[[ DATA EXTRACTS, beginning ]]
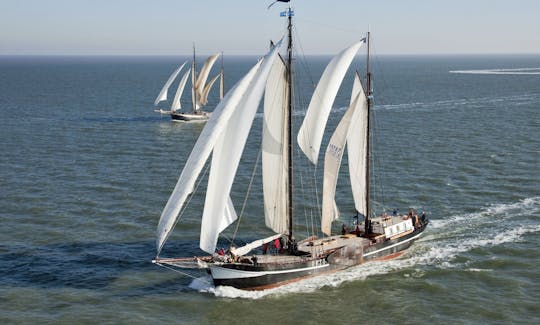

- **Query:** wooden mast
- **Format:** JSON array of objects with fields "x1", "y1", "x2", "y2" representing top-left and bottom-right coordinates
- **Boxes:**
[
  {"x1": 364, "y1": 31, "x2": 372, "y2": 233},
  {"x1": 286, "y1": 6, "x2": 294, "y2": 243}
]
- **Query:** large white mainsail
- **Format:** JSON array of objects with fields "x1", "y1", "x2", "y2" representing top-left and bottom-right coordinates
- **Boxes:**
[
  {"x1": 321, "y1": 73, "x2": 366, "y2": 235},
  {"x1": 154, "y1": 61, "x2": 188, "y2": 106},
  {"x1": 170, "y1": 68, "x2": 192, "y2": 111},
  {"x1": 297, "y1": 40, "x2": 365, "y2": 165},
  {"x1": 156, "y1": 40, "x2": 283, "y2": 255},
  {"x1": 262, "y1": 56, "x2": 289, "y2": 234},
  {"x1": 199, "y1": 41, "x2": 283, "y2": 254}
]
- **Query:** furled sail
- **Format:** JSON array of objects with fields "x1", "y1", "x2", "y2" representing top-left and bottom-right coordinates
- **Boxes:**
[
  {"x1": 154, "y1": 61, "x2": 187, "y2": 106},
  {"x1": 346, "y1": 74, "x2": 369, "y2": 217},
  {"x1": 321, "y1": 73, "x2": 365, "y2": 235},
  {"x1": 170, "y1": 68, "x2": 192, "y2": 111},
  {"x1": 199, "y1": 40, "x2": 283, "y2": 254},
  {"x1": 262, "y1": 56, "x2": 289, "y2": 234},
  {"x1": 156, "y1": 60, "x2": 263, "y2": 255},
  {"x1": 233, "y1": 234, "x2": 282, "y2": 256},
  {"x1": 297, "y1": 40, "x2": 365, "y2": 165}
]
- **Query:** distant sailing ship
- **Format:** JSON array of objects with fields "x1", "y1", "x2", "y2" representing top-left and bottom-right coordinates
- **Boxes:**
[
  {"x1": 153, "y1": 5, "x2": 428, "y2": 290},
  {"x1": 154, "y1": 46, "x2": 224, "y2": 122}
]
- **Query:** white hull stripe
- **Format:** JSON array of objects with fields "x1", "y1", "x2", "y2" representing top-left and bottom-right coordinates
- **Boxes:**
[
  {"x1": 363, "y1": 232, "x2": 423, "y2": 257},
  {"x1": 210, "y1": 262, "x2": 329, "y2": 279}
]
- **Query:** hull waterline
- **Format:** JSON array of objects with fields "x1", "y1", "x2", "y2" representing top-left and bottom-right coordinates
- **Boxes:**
[{"x1": 170, "y1": 111, "x2": 211, "y2": 122}]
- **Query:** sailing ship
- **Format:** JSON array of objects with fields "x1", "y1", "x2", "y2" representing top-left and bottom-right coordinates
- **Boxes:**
[
  {"x1": 153, "y1": 5, "x2": 428, "y2": 290},
  {"x1": 153, "y1": 46, "x2": 224, "y2": 122}
]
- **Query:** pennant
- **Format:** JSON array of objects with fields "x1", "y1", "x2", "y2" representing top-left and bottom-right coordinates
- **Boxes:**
[{"x1": 268, "y1": 0, "x2": 291, "y2": 9}]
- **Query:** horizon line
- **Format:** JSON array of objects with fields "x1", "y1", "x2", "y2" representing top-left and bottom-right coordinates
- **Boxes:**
[{"x1": 1, "y1": 52, "x2": 540, "y2": 57}]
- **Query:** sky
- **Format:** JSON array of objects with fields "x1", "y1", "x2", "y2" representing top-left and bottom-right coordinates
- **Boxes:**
[{"x1": 1, "y1": 0, "x2": 539, "y2": 55}]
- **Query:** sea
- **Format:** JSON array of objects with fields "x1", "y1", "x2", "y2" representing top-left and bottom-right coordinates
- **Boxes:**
[{"x1": 0, "y1": 53, "x2": 539, "y2": 324}]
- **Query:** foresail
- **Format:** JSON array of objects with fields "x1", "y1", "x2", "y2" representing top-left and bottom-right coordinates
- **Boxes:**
[
  {"x1": 297, "y1": 40, "x2": 365, "y2": 165},
  {"x1": 321, "y1": 73, "x2": 367, "y2": 235},
  {"x1": 154, "y1": 61, "x2": 187, "y2": 106},
  {"x1": 321, "y1": 91, "x2": 360, "y2": 235},
  {"x1": 170, "y1": 68, "x2": 192, "y2": 111},
  {"x1": 156, "y1": 59, "x2": 263, "y2": 255},
  {"x1": 262, "y1": 56, "x2": 289, "y2": 234},
  {"x1": 199, "y1": 39, "x2": 283, "y2": 254},
  {"x1": 347, "y1": 74, "x2": 369, "y2": 217}
]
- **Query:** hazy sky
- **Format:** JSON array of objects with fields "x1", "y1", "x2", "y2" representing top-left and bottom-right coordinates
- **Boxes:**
[{"x1": 1, "y1": 0, "x2": 539, "y2": 55}]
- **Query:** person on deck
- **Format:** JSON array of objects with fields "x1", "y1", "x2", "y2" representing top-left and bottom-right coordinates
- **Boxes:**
[{"x1": 273, "y1": 238, "x2": 281, "y2": 254}]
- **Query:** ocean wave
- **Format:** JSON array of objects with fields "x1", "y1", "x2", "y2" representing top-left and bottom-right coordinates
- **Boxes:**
[
  {"x1": 254, "y1": 93, "x2": 539, "y2": 120},
  {"x1": 378, "y1": 93, "x2": 540, "y2": 112},
  {"x1": 449, "y1": 68, "x2": 540, "y2": 75}
]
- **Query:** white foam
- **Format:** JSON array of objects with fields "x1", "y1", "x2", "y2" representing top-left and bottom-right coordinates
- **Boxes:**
[
  {"x1": 188, "y1": 275, "x2": 214, "y2": 291},
  {"x1": 467, "y1": 268, "x2": 493, "y2": 272},
  {"x1": 378, "y1": 94, "x2": 539, "y2": 113},
  {"x1": 193, "y1": 197, "x2": 540, "y2": 299},
  {"x1": 450, "y1": 68, "x2": 540, "y2": 75}
]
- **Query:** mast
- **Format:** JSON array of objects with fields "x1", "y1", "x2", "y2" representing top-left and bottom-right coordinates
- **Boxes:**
[
  {"x1": 364, "y1": 31, "x2": 372, "y2": 233},
  {"x1": 286, "y1": 6, "x2": 294, "y2": 242}
]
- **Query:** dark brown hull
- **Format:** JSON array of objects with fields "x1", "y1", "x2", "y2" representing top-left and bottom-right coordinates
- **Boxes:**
[{"x1": 210, "y1": 220, "x2": 429, "y2": 290}]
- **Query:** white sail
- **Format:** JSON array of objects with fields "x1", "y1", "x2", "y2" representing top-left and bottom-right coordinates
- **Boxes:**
[
  {"x1": 262, "y1": 56, "x2": 289, "y2": 234},
  {"x1": 191, "y1": 58, "x2": 198, "y2": 111},
  {"x1": 154, "y1": 61, "x2": 187, "y2": 106},
  {"x1": 220, "y1": 67, "x2": 225, "y2": 100},
  {"x1": 170, "y1": 68, "x2": 192, "y2": 111},
  {"x1": 199, "y1": 40, "x2": 283, "y2": 254},
  {"x1": 156, "y1": 60, "x2": 263, "y2": 255},
  {"x1": 297, "y1": 40, "x2": 365, "y2": 165},
  {"x1": 321, "y1": 73, "x2": 365, "y2": 235},
  {"x1": 196, "y1": 53, "x2": 221, "y2": 99},
  {"x1": 347, "y1": 74, "x2": 369, "y2": 217},
  {"x1": 199, "y1": 73, "x2": 221, "y2": 106}
]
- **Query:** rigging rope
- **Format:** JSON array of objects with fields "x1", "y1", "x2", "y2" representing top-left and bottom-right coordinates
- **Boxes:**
[
  {"x1": 369, "y1": 38, "x2": 390, "y2": 214},
  {"x1": 229, "y1": 144, "x2": 263, "y2": 247},
  {"x1": 156, "y1": 263, "x2": 213, "y2": 285}
]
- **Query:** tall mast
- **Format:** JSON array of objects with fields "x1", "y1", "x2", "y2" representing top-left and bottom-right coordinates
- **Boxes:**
[
  {"x1": 286, "y1": 6, "x2": 294, "y2": 242},
  {"x1": 364, "y1": 31, "x2": 372, "y2": 232}
]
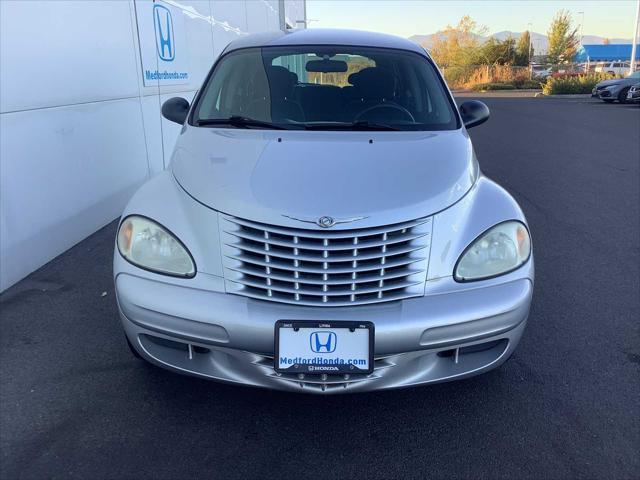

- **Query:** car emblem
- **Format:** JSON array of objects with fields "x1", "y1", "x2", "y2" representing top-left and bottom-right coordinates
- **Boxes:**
[
  {"x1": 282, "y1": 214, "x2": 369, "y2": 228},
  {"x1": 317, "y1": 216, "x2": 335, "y2": 228},
  {"x1": 310, "y1": 331, "x2": 337, "y2": 353}
]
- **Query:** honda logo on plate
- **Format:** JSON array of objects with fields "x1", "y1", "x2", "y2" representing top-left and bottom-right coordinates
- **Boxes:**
[
  {"x1": 153, "y1": 4, "x2": 175, "y2": 62},
  {"x1": 310, "y1": 331, "x2": 337, "y2": 353}
]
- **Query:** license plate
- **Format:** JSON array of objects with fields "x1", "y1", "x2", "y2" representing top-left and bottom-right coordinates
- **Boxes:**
[{"x1": 274, "y1": 320, "x2": 374, "y2": 374}]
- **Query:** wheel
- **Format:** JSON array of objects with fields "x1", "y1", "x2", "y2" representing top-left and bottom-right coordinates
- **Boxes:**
[
  {"x1": 125, "y1": 335, "x2": 142, "y2": 359},
  {"x1": 618, "y1": 88, "x2": 630, "y2": 103}
]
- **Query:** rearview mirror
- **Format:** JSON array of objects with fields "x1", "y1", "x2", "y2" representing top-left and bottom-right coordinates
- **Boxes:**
[
  {"x1": 306, "y1": 59, "x2": 348, "y2": 73},
  {"x1": 459, "y1": 100, "x2": 490, "y2": 129},
  {"x1": 162, "y1": 97, "x2": 190, "y2": 125}
]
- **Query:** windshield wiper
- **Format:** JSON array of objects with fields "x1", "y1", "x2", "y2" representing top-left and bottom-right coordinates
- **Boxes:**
[
  {"x1": 302, "y1": 121, "x2": 401, "y2": 131},
  {"x1": 197, "y1": 116, "x2": 287, "y2": 130}
]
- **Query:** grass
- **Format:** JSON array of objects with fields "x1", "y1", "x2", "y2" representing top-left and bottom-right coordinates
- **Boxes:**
[{"x1": 442, "y1": 65, "x2": 532, "y2": 90}]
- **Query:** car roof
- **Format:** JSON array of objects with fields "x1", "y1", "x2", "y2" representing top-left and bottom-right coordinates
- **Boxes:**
[{"x1": 223, "y1": 28, "x2": 429, "y2": 57}]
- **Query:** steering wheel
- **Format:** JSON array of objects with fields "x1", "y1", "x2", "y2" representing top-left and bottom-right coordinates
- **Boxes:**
[{"x1": 354, "y1": 103, "x2": 415, "y2": 123}]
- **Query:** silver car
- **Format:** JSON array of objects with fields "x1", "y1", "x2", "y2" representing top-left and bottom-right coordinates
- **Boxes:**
[
  {"x1": 592, "y1": 70, "x2": 640, "y2": 103},
  {"x1": 114, "y1": 29, "x2": 534, "y2": 393}
]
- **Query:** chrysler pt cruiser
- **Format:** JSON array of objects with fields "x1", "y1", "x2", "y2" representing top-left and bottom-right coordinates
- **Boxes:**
[{"x1": 114, "y1": 29, "x2": 534, "y2": 393}]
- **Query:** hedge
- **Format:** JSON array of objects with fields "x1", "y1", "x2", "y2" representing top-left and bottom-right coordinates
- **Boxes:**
[
  {"x1": 543, "y1": 73, "x2": 614, "y2": 95},
  {"x1": 471, "y1": 80, "x2": 543, "y2": 91}
]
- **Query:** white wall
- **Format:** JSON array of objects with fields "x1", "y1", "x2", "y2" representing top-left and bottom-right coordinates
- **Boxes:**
[{"x1": 0, "y1": 0, "x2": 305, "y2": 291}]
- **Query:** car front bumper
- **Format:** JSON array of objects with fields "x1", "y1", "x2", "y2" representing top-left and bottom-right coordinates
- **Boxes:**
[
  {"x1": 627, "y1": 89, "x2": 640, "y2": 102},
  {"x1": 597, "y1": 84, "x2": 626, "y2": 99},
  {"x1": 116, "y1": 267, "x2": 533, "y2": 394}
]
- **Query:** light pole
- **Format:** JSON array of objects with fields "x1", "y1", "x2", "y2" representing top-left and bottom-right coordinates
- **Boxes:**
[
  {"x1": 631, "y1": 0, "x2": 640, "y2": 73},
  {"x1": 527, "y1": 23, "x2": 533, "y2": 79},
  {"x1": 527, "y1": 22, "x2": 533, "y2": 64},
  {"x1": 578, "y1": 11, "x2": 585, "y2": 46}
]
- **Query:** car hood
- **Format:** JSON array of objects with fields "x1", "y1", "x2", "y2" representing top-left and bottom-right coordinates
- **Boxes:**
[
  {"x1": 171, "y1": 127, "x2": 478, "y2": 229},
  {"x1": 596, "y1": 79, "x2": 622, "y2": 88},
  {"x1": 597, "y1": 77, "x2": 636, "y2": 88}
]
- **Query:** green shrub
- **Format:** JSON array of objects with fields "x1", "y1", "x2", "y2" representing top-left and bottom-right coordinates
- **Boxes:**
[
  {"x1": 470, "y1": 80, "x2": 544, "y2": 91},
  {"x1": 543, "y1": 73, "x2": 613, "y2": 95},
  {"x1": 513, "y1": 79, "x2": 544, "y2": 89},
  {"x1": 471, "y1": 82, "x2": 517, "y2": 91}
]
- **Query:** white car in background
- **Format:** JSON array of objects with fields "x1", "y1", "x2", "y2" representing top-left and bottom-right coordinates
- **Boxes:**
[
  {"x1": 530, "y1": 64, "x2": 551, "y2": 79},
  {"x1": 594, "y1": 61, "x2": 631, "y2": 76}
]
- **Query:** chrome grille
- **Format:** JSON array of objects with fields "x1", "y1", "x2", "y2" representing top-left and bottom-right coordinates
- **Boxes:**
[{"x1": 220, "y1": 215, "x2": 432, "y2": 306}]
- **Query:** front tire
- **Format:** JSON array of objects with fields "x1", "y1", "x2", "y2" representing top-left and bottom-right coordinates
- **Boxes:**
[{"x1": 618, "y1": 88, "x2": 630, "y2": 103}]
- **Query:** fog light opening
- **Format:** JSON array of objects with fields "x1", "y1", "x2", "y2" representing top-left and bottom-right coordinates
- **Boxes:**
[
  {"x1": 142, "y1": 334, "x2": 210, "y2": 359},
  {"x1": 437, "y1": 339, "x2": 508, "y2": 363}
]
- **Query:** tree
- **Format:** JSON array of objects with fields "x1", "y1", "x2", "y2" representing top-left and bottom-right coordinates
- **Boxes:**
[
  {"x1": 547, "y1": 10, "x2": 579, "y2": 64},
  {"x1": 515, "y1": 31, "x2": 534, "y2": 66},
  {"x1": 429, "y1": 15, "x2": 488, "y2": 67},
  {"x1": 479, "y1": 37, "x2": 517, "y2": 65}
]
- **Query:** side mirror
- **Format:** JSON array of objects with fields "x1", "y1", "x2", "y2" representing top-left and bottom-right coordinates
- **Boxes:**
[
  {"x1": 161, "y1": 97, "x2": 190, "y2": 125},
  {"x1": 459, "y1": 100, "x2": 490, "y2": 129}
]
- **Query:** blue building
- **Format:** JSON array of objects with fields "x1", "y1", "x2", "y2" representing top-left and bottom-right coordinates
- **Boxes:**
[{"x1": 574, "y1": 44, "x2": 639, "y2": 62}]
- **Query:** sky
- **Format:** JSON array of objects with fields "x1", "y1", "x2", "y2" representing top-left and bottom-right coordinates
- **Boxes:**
[{"x1": 305, "y1": 0, "x2": 639, "y2": 39}]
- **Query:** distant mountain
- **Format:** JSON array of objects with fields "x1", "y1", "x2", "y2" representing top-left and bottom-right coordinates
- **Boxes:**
[
  {"x1": 581, "y1": 35, "x2": 633, "y2": 45},
  {"x1": 490, "y1": 31, "x2": 549, "y2": 53},
  {"x1": 409, "y1": 31, "x2": 633, "y2": 55}
]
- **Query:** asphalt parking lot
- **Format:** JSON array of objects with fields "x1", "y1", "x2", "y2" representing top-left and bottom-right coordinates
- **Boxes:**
[{"x1": 1, "y1": 97, "x2": 638, "y2": 479}]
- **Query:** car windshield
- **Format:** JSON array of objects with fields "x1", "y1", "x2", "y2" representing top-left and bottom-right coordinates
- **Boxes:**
[
  {"x1": 627, "y1": 70, "x2": 640, "y2": 79},
  {"x1": 192, "y1": 46, "x2": 458, "y2": 130}
]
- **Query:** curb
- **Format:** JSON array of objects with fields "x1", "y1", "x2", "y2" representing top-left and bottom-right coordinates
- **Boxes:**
[
  {"x1": 538, "y1": 94, "x2": 593, "y2": 98},
  {"x1": 451, "y1": 89, "x2": 541, "y2": 94},
  {"x1": 452, "y1": 90, "x2": 542, "y2": 97}
]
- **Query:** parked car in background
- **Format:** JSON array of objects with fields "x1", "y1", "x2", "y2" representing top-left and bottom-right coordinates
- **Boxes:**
[
  {"x1": 114, "y1": 29, "x2": 534, "y2": 394},
  {"x1": 594, "y1": 61, "x2": 631, "y2": 76},
  {"x1": 592, "y1": 70, "x2": 640, "y2": 103},
  {"x1": 530, "y1": 64, "x2": 551, "y2": 79},
  {"x1": 550, "y1": 67, "x2": 584, "y2": 78},
  {"x1": 627, "y1": 83, "x2": 640, "y2": 103}
]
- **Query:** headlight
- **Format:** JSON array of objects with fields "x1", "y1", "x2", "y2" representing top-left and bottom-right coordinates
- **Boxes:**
[
  {"x1": 454, "y1": 221, "x2": 531, "y2": 282},
  {"x1": 117, "y1": 215, "x2": 195, "y2": 277}
]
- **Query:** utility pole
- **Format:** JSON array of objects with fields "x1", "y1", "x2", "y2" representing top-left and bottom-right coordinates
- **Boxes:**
[{"x1": 631, "y1": 0, "x2": 640, "y2": 73}]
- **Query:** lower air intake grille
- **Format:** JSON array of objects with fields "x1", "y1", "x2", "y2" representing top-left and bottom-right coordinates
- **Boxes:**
[{"x1": 220, "y1": 215, "x2": 432, "y2": 307}]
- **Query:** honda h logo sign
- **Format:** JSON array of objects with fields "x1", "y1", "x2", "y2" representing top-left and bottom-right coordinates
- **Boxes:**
[
  {"x1": 137, "y1": 1, "x2": 189, "y2": 85},
  {"x1": 310, "y1": 331, "x2": 337, "y2": 353},
  {"x1": 153, "y1": 4, "x2": 175, "y2": 62}
]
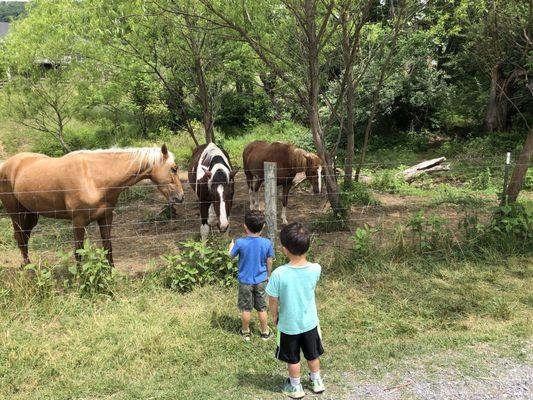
[[ DATA EXTRACTS, end ]]
* _DESCRIPTION OF THE TASK_
Where a line of the records contains the word "hull", copy that line.

* _TASK OUTPUT_
- **Query:** white hull stripe
- **Query:** hull waterline
- **Query:** dark brown hull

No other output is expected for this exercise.